We calculated functional R² as described in Section 2.4. The model regressing Electrode 129 on to 55 had $R_{\mathit{\text{ave}}}^2=0.698$ while the model regressing Electrode 11 on to 75 had $R_{\mathit{\text{ave}}}^2=0.455$. We also examined the proportion of the variance attributable to the random effects. For the model regressing Electrode 129 on to 55, the random effects contributed to 35.6% to the total variability and residuals 64.4%, while for Electrode 11 regressed on 75 random effects contributed to 43.5% to the total variability and residuals 56.5%.

6. Discussion

Functional data analysis is an expanding field requiring more work to fill in gaps in the literature and build upon the general knowledge of the field. Previous work on function-on-function regression is limited. Here we present a general approach to function-on-function regression modeling which benefits from several attributes. First, our approach can use any basis function for y(t) and x(υ) allowing us to handle functions of various types, including those with spiky and smooth features, can be used with functions on higher dimensional domains like images, and allows us to parsimoniously model correlated residuals rather than assuming iid errors. Second, we get fully Bayesian inferences on all model quantities including point-wise credible intervals, posterior probabilities interpretable as Bayesian FDRs, joint credible intervals, and SimBaS that provide global and experiment-wise inferential quantities. Third, our inference procedures correctly identify regions of elevated association without falsely identifying too many non-significant coefficients. Fourth, our method resides within the functional mixed model (FMM) framework as put-forth by Morris and Carroll (2006) that handles correlation between functions and random effects through random effect function distribution, and thus accounting for the various sources of variability in multi-level models. Using the mixed model representation of penalized splines, this also allows the relaxation of the linearity assumption between Y (t) and X(υ), although details are beyond the scope of this paper. Finally, the FMM framework also allows any combination of continuous and discrete scalar predictors, functional predictors, and their interactions, allowing function-on-function regression to be done in a much broader modeling context.

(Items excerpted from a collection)
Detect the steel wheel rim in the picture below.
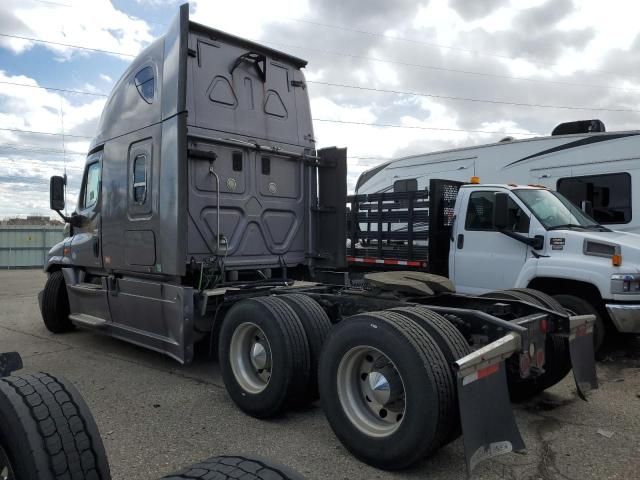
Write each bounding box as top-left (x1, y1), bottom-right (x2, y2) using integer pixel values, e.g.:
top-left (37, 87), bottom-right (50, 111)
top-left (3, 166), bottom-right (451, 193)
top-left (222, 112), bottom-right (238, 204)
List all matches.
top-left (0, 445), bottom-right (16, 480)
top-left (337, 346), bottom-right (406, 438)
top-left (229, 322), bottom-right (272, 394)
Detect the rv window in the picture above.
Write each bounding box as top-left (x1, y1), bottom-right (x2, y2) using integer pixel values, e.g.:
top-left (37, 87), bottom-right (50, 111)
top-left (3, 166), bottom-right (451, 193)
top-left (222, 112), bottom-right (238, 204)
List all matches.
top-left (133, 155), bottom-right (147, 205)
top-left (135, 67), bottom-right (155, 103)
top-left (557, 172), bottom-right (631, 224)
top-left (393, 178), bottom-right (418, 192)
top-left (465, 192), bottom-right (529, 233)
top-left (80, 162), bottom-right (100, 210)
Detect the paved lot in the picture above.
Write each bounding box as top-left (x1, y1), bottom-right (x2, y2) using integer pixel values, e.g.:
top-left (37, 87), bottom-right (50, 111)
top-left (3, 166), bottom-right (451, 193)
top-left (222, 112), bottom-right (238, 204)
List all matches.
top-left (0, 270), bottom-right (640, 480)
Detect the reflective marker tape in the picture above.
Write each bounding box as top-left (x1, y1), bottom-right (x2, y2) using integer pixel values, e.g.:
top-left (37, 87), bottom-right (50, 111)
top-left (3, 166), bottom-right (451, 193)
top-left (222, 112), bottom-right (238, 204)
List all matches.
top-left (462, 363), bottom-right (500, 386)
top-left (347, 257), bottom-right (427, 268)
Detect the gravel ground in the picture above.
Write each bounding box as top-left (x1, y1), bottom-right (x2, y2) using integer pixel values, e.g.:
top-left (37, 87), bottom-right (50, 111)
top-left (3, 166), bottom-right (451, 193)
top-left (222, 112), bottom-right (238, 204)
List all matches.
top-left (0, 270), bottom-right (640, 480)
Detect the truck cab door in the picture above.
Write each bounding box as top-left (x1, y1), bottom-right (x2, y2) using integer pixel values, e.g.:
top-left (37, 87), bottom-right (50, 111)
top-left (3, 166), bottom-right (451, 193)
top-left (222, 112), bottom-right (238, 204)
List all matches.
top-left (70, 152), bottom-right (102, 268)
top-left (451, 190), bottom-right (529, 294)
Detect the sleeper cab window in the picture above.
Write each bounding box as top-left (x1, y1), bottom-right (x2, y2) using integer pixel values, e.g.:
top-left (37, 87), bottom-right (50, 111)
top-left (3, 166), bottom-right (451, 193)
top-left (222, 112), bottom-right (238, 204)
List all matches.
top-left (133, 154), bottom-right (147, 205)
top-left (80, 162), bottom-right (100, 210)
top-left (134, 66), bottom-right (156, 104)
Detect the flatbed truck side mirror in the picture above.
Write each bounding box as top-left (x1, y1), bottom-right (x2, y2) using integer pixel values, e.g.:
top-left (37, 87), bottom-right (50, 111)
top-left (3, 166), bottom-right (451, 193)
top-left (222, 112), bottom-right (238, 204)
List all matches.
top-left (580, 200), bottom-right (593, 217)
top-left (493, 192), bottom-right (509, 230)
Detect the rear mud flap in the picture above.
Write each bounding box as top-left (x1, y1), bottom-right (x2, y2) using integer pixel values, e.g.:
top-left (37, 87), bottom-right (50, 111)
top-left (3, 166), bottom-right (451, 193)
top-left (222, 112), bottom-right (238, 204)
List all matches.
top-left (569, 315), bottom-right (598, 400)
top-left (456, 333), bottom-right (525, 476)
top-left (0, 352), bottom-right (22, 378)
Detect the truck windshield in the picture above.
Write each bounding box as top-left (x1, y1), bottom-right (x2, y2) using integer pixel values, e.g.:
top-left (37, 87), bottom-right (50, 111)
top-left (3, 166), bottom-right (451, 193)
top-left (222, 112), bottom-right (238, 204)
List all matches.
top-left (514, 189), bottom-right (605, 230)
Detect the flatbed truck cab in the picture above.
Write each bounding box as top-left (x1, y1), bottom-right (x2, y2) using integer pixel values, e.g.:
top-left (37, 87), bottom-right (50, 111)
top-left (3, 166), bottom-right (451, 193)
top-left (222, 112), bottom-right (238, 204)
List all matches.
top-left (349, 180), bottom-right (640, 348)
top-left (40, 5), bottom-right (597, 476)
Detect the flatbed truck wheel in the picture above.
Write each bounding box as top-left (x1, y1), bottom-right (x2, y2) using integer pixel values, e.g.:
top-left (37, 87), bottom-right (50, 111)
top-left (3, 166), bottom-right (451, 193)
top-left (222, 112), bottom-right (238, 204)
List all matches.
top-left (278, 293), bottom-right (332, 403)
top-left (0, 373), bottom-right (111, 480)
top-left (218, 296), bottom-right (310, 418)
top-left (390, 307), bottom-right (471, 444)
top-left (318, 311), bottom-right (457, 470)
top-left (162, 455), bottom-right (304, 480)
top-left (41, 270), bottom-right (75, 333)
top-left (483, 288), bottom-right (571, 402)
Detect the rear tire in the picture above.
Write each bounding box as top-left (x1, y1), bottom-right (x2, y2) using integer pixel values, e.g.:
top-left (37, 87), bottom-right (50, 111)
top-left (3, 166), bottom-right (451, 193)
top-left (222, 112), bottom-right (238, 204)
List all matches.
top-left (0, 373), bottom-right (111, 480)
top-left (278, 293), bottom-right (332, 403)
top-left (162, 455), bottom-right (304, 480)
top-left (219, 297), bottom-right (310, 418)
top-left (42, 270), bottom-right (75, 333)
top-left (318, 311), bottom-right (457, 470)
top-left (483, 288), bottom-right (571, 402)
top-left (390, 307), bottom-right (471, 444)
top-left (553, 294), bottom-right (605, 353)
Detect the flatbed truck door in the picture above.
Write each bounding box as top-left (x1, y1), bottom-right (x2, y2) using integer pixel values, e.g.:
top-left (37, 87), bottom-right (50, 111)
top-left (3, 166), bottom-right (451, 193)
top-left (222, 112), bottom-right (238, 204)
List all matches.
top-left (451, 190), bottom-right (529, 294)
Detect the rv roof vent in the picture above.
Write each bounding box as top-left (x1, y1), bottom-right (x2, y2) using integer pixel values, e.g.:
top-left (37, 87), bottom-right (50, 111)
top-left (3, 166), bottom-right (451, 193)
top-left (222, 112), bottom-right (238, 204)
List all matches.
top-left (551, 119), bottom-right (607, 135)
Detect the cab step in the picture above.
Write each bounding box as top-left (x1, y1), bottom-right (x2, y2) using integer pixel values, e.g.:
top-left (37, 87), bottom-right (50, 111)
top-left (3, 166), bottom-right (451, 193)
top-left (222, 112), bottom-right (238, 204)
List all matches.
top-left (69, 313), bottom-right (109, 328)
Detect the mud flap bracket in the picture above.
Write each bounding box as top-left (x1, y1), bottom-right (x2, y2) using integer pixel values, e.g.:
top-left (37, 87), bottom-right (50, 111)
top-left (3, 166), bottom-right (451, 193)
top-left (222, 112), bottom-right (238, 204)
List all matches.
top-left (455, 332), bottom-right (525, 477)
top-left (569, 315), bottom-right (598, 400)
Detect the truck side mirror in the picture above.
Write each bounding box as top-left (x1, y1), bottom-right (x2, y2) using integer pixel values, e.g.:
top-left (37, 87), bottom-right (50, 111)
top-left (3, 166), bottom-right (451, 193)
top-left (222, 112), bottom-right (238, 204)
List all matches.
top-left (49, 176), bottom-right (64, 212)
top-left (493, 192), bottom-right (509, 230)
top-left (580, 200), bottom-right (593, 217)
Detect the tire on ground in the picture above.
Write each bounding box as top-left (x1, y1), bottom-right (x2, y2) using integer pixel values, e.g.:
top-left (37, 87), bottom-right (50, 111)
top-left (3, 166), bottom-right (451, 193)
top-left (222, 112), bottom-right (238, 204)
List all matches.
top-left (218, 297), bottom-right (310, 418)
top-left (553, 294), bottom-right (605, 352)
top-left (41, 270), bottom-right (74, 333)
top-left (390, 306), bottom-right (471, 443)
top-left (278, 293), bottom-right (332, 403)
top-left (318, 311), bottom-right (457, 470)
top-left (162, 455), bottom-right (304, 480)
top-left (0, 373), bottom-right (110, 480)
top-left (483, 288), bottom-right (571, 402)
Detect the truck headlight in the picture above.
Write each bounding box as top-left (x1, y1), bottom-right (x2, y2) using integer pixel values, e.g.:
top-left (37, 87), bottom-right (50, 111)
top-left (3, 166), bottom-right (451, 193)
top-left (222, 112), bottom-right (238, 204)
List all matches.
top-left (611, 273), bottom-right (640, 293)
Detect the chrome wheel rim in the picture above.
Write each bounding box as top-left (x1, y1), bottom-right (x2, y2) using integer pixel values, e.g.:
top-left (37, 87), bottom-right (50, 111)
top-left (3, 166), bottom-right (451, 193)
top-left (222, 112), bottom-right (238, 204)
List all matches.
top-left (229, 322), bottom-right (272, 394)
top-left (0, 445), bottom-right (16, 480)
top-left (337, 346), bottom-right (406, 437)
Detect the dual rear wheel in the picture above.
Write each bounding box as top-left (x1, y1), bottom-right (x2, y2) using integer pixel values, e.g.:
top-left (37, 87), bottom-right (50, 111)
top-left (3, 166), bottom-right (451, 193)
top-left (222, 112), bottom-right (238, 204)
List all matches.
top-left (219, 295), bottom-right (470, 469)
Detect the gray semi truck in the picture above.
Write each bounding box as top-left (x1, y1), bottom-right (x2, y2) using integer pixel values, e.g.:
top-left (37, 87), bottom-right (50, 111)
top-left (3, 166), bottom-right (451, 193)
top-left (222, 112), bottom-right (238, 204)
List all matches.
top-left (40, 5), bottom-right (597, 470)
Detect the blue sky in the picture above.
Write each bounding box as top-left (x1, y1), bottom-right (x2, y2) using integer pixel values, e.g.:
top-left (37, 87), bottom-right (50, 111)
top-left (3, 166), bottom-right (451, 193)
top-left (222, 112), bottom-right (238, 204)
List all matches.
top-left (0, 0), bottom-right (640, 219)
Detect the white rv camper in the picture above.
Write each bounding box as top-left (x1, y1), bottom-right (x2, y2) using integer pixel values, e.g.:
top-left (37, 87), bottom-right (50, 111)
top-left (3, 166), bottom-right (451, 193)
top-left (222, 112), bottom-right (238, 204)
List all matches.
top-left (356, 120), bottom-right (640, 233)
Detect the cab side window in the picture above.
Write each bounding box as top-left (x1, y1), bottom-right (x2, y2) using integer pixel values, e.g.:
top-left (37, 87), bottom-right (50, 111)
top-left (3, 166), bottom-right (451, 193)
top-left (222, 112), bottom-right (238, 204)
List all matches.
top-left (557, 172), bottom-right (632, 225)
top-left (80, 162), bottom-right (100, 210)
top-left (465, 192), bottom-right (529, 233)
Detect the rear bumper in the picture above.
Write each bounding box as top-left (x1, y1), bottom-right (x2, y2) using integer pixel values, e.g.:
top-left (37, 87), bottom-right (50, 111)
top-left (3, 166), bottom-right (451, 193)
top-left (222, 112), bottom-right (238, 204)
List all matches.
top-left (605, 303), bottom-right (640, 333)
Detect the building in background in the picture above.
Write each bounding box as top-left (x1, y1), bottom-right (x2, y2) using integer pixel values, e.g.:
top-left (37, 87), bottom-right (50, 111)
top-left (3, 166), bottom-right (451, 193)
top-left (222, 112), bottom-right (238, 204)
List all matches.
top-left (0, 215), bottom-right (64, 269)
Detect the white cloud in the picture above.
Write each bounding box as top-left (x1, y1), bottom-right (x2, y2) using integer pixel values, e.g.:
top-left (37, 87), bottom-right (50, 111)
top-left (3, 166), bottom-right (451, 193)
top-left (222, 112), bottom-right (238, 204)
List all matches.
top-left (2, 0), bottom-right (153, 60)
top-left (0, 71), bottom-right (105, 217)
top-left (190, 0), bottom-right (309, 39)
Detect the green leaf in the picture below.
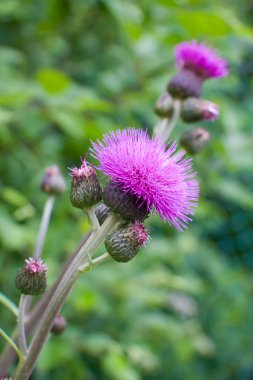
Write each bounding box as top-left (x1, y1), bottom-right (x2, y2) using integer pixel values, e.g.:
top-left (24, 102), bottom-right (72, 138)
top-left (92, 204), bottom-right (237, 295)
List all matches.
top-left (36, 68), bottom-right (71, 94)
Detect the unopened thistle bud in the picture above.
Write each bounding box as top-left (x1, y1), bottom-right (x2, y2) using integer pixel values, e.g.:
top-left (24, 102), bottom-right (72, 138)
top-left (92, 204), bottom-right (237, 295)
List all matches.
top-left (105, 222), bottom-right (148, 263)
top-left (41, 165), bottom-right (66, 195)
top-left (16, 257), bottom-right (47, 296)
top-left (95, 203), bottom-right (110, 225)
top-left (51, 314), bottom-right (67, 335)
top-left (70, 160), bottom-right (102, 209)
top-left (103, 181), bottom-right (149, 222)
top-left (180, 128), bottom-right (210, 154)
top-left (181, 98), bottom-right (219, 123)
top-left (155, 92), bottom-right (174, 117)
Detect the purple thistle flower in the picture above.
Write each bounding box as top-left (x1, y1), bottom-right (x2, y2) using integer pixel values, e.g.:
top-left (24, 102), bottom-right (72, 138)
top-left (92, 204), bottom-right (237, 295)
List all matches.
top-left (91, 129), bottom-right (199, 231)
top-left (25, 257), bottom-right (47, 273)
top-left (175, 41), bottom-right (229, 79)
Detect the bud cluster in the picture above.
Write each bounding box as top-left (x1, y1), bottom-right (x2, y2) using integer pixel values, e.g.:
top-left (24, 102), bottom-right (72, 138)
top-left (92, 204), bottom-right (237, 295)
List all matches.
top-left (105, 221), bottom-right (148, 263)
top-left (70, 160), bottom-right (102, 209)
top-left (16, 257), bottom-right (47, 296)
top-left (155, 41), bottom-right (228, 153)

> Work required
From the exercise text, list every inferential quantity that the approach is said to yield through fully Bayesian inference on all model quantities. The items play no part in the work that comes next.

> Result of this task
- Point-wise credible intervals
- Posterior probabilities interpretable as Bayesian FDRs
- Joint credible intervals
- SimBaS